§ **EXERCISE DIRECTIONS**: Would you please set down the data again exactly as given, excluding the pictures?
━━ GIVEN DATA ━━
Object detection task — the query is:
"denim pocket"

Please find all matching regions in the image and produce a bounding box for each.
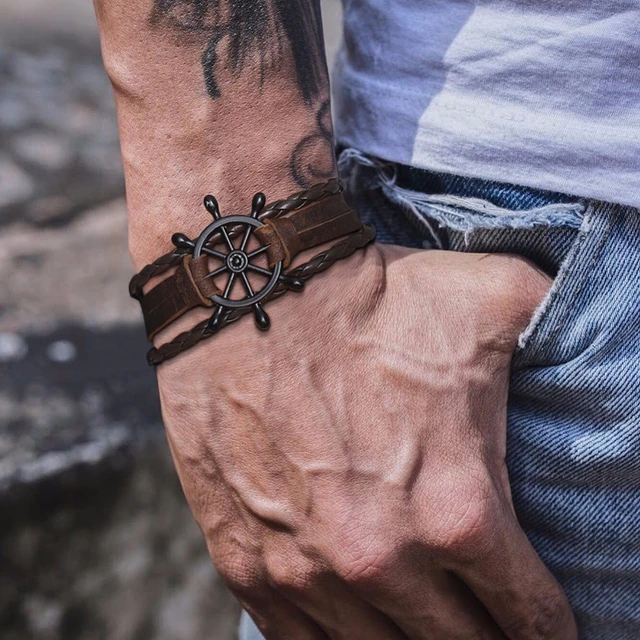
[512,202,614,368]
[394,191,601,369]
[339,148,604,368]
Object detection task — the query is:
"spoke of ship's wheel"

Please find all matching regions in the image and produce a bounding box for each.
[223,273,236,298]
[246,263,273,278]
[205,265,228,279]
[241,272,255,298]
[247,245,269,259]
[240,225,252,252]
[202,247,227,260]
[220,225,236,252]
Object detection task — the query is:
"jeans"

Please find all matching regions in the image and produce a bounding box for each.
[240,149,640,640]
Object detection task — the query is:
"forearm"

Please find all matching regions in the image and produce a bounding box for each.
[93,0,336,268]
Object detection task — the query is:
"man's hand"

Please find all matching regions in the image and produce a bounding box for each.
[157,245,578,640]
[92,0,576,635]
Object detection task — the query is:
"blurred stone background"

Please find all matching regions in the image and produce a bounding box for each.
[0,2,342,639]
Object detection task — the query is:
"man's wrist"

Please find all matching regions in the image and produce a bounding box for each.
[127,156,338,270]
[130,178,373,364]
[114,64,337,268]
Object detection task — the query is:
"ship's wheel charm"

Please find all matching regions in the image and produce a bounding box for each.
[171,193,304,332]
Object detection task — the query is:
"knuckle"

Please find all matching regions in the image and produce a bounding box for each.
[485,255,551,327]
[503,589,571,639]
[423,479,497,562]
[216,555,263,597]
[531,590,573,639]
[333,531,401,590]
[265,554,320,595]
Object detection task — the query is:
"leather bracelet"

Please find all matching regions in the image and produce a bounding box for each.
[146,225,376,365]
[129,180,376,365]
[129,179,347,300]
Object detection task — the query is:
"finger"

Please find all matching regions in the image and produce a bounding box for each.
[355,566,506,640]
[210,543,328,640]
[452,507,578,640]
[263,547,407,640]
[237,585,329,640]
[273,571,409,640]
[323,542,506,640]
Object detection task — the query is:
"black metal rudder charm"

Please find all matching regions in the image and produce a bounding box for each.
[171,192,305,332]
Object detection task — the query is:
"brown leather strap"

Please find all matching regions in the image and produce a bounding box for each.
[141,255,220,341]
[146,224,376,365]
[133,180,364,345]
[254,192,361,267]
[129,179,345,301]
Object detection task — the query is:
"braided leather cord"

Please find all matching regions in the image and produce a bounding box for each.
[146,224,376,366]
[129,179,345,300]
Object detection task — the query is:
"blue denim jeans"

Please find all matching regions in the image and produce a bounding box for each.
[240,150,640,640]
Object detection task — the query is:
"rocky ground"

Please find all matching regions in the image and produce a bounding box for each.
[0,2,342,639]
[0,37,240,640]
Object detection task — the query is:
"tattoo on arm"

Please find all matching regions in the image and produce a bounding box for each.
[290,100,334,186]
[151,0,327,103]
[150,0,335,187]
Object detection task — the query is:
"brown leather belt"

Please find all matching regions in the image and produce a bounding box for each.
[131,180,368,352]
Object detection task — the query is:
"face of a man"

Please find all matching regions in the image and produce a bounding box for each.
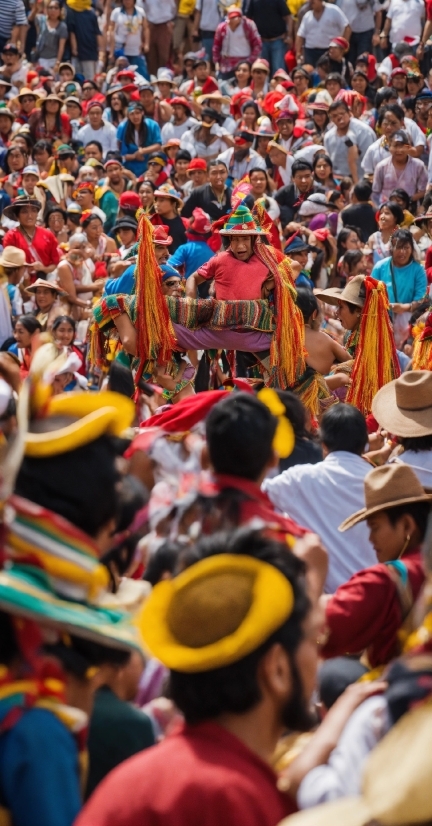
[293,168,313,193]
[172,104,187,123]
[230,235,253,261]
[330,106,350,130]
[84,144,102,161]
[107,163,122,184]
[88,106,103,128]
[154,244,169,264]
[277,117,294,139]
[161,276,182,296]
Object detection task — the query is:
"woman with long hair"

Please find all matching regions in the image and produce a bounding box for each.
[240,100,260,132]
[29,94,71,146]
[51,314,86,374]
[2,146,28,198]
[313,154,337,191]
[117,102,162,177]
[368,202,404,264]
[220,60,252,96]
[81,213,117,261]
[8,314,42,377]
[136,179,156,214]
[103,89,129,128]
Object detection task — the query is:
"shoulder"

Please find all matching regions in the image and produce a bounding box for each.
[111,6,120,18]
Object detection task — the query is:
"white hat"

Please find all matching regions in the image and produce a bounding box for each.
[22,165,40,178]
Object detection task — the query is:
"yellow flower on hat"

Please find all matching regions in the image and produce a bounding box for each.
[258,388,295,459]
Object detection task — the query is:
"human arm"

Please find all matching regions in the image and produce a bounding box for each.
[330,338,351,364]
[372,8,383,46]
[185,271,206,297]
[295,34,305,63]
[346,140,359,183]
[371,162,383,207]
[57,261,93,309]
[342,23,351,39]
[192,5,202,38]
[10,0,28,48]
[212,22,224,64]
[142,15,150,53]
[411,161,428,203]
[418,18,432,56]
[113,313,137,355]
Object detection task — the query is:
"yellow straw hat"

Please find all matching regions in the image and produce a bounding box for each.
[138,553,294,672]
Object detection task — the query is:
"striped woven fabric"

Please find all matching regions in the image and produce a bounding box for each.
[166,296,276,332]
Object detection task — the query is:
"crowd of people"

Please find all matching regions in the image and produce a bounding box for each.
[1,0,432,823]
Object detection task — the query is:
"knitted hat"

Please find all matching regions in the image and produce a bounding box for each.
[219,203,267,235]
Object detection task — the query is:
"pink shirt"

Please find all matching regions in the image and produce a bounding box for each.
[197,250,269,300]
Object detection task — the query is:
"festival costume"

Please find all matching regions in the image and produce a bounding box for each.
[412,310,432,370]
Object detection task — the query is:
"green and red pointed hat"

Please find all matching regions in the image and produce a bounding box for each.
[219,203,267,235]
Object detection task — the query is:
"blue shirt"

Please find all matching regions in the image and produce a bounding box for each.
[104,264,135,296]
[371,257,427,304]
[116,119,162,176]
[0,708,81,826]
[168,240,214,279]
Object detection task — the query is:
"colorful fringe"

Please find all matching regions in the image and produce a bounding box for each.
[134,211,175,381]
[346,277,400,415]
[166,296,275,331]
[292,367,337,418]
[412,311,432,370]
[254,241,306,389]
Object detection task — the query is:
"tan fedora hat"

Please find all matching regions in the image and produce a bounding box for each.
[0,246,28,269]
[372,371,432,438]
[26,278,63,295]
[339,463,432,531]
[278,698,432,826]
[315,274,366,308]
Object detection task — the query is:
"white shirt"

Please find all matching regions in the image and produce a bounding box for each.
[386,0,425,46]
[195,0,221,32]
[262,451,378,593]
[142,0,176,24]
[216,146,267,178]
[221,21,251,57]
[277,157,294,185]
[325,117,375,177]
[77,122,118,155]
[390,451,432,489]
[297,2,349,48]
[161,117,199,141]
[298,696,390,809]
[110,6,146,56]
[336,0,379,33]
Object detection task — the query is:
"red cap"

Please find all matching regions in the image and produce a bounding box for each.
━━━
§ **WRITTEN RESPONSE**:
Object detection task — the query is:
"denim pocket"

Please find all matching regions in the image and produce a bounding box for each.
[512,202,614,368]
[394,191,601,369]
[339,148,604,368]
Object detection task — the query is:
"spoke of ship's wheel"

Please find all matching regions in the image and produce a bounding box for each.
[223,273,236,298]
[246,263,273,278]
[205,265,228,279]
[241,272,255,298]
[247,245,269,259]
[240,225,252,252]
[202,247,227,260]
[220,225,236,252]
Object detection task — the query is:
"jeans"

Please find all matching regions in the image and produce a bounding box for each.
[240,149,640,640]
Object detection task — the query is:
"forearm"

Please find all matching regions in the image and produce a bounding box for each.
[93,0,336,268]
Object detection task — the query is:
"man's hand"

Please find all matching regions in the image and produce a bounding box for each.
[157,245,578,640]
[92,0,576,635]
Object detection task — the query is:
"blurred stone background"

Please find all matching regions in the image and produce a bounding box for each.
[0,2,342,639]
Object detection task — the query is:
"man's wrist"

Please find all matching regions in the image and produce a bounding box for each.
[127,156,338,270]
[130,178,373,364]
[114,64,337,268]
Object detection task — the query is:
"ship's wheel charm"

Please find all matching regions in the image and produce a bounding box for each.
[171,193,304,332]
Object detection task — the query is:
"knuckle"

Please find all matching regions in the image and produce a bounding box for each.
[485,255,551,327]
[503,589,571,639]
[423,479,497,562]
[216,555,263,597]
[531,590,573,639]
[333,531,401,590]
[265,554,320,595]
Object detection task — the query is:
"leather bracelet"

Please find all matching regions in the image and produce a bounding box for each.
[146,225,376,365]
[129,180,376,365]
[129,179,347,300]
Object detection task — the query is:
"finger"

Please find all matching regions in the image and produce a bounding box for each.
[355,566,506,640]
[210,543,328,640]
[452,507,578,640]
[263,547,407,640]
[237,585,329,640]
[273,571,409,640]
[323,542,506,640]
Object detection task — the query is:
"black metal rudder charm"

Please find all matching regions in the image and produce a bounding box for each.
[171,192,305,332]
Object detection task — the query is:
"brown leather strap"

Please find all matching regions in the image and produce a bounding box for each.
[141,255,220,341]
[146,224,376,365]
[133,180,364,345]
[254,192,361,267]
[129,179,345,301]
Object detection task — the query is:
"braided leather cord"

Please find all matching regions in the image and produce a bounding box for each.
[146,224,376,366]
[129,179,345,300]
Object detection task — the query is:
"blue denim jeans"

Please find all matching regions in the image and produce a bounding box for each.
[240,150,640,640]
Object detection task — the query is:
"rocky ground"

Please find all matching regions in the image and produce a bounding box for each.
[0,2,342,639]
[0,37,240,640]
Object detection task — the query is:
"tattoo on arm"

Please find all matching regions in the image and produce a bounding box for each.
[290,100,334,186]
[151,0,327,103]
[150,0,335,187]
Object detection task — the query is:
"brown leather belt"

Please find all matching regions in the image and produce a bounding box for each.
[131,180,368,352]
Object detection task — the query is:
"face of a man"

Please find all matching regions in the image and produce a bounding box for each.
[293,168,313,193]
[172,104,187,123]
[230,235,253,261]
[330,106,350,130]
[84,144,102,161]
[107,163,122,184]
[88,106,103,128]
[154,244,169,264]
[277,117,294,139]
[161,276,182,296]
Object detection task — the query is:
"woman with long hair"

Please find all matching regions in the image and produce a bounding box for each.
[240,100,260,132]
[29,94,71,146]
[51,314,86,374]
[2,146,28,198]
[313,154,337,191]
[117,102,162,177]
[368,202,404,264]
[220,60,252,96]
[81,213,117,261]
[8,314,42,377]
[136,179,156,214]
[103,89,129,128]
Object detection task — the query is:
"shoulder"

Please find all matching regions in the image and produce a bounding box for each.
[111,6,120,18]
Object detection task — the query is:
"white hat"

Please find all matching regions in the image and produce a bounding box for each.
[22,165,40,178]
Object detection task — the query is:
"yellow flower on hat"

Please find all matching regions in the image and produce a bounding box for each.
[258,388,295,459]
Object detection task — the query is:
"human arm"

Please find all matching regions in the image and produce a bounding box for each.
[330,338,351,364]
[372,8,383,46]
[185,271,206,297]
[295,34,305,63]
[346,140,359,183]
[371,162,383,207]
[57,261,93,309]
[342,23,351,39]
[192,5,202,38]
[10,0,28,48]
[212,22,224,64]
[142,15,150,53]
[411,161,428,203]
[418,18,432,56]
[113,313,137,355]
Object detection task — the query is:
"yellow straw hat"

Please find all matching regions in the image and produce a bounding box for each.
[138,553,294,672]
Object detection task — the query is:
"striped woven fabric"

Please find all matching regions in the image and produce a bounding box for each.
[166,296,276,332]
Object detection task — the query is:
"crowd of people"

Please find all matching regions in the image and produce a bounding box for each.
[1,0,432,823]
Object detection task — the query is:
"knitted hat"

Please find all matching regions in the image and produce a bounding box for each.
[219,203,267,235]
Object detection task — the query is:
"pink shirt"

Please find all matching regions in the image and produce a bounding box for each.
[197,250,269,300]
Object detection task — the query is:
"festival costume"

Please find all matching regions in the image and produce a bounding box for each.
[412,310,432,370]
Object detection task — the query is:
"green and red pointed hat"

Please find all matching regions in the image and produce a bounding box for each.
[219,203,267,235]
Object detection task — the query is:
"blue shirt"

Please find all matching regions in the image and produce a bounding box for each.
[104,264,135,296]
[371,257,427,304]
[116,119,162,176]
[0,708,81,826]
[168,240,214,279]
Object detection task — the query is:
"colorful fringe"

Please find all matching regions in the image and produce a bounding box for each.
[134,211,175,381]
[346,277,400,415]
[166,296,275,331]
[292,367,337,418]
[412,311,432,370]
[254,241,306,389]
Object detection task — the query is:
"tan fedora hat"

Please find all matching regions in the image and produce a bounding box for each.
[0,246,28,269]
[372,371,432,438]
[26,278,63,295]
[339,463,432,531]
[278,698,432,826]
[315,274,366,308]
Object detection task — the query is:
"white shirt"

Please find all matching regions in the image and produce a bounding box for each.
[386,0,425,46]
[195,0,221,32]
[262,451,378,593]
[142,0,176,24]
[216,146,267,178]
[221,21,251,57]
[277,157,294,185]
[325,117,375,177]
[77,122,118,155]
[390,451,432,489]
[297,2,349,48]
[161,117,199,141]
[298,696,390,809]
[110,6,146,56]
[336,0,379,33]
Object detection task — the query is:
"red cap"

Please find all matching regions in the image and produce a bounding box for each.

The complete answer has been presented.